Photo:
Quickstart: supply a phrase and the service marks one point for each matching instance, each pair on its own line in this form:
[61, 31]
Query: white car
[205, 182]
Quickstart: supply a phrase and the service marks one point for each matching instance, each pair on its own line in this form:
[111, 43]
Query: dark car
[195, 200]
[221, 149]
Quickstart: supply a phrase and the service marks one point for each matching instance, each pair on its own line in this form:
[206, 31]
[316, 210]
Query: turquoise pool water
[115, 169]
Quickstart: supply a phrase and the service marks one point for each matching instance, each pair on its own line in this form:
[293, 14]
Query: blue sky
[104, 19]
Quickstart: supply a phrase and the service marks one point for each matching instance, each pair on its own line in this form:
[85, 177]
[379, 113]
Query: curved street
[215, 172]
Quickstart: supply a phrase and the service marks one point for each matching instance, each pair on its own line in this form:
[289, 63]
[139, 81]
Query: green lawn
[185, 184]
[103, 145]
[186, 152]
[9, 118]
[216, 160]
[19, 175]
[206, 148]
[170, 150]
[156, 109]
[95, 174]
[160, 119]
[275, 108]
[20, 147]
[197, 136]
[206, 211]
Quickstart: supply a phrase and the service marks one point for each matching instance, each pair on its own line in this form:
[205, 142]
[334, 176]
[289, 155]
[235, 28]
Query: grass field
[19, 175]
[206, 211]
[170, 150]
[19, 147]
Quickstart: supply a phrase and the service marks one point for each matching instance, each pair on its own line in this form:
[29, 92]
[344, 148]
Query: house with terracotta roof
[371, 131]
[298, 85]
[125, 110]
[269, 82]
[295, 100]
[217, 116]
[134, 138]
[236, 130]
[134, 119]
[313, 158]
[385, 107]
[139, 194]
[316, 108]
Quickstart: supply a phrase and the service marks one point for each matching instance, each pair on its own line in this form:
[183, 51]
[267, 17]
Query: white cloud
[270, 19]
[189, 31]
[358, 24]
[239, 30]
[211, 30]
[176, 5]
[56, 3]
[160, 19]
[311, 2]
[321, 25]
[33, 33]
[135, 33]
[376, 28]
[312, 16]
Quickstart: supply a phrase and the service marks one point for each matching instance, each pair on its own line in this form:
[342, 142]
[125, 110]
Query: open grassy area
■ ■ ■ ■
Task statement: Pick out every line of the listing above that contains the string "Query", and copy each one. Case must match.

The response:
Query: white car
Query: dark car
Query: turquoise pool water
Query: blue sky
Query: curved street
Query: green lawn
Query: grass field
Query: house with terracotta roof
Query: white cloud
Query: open grassy area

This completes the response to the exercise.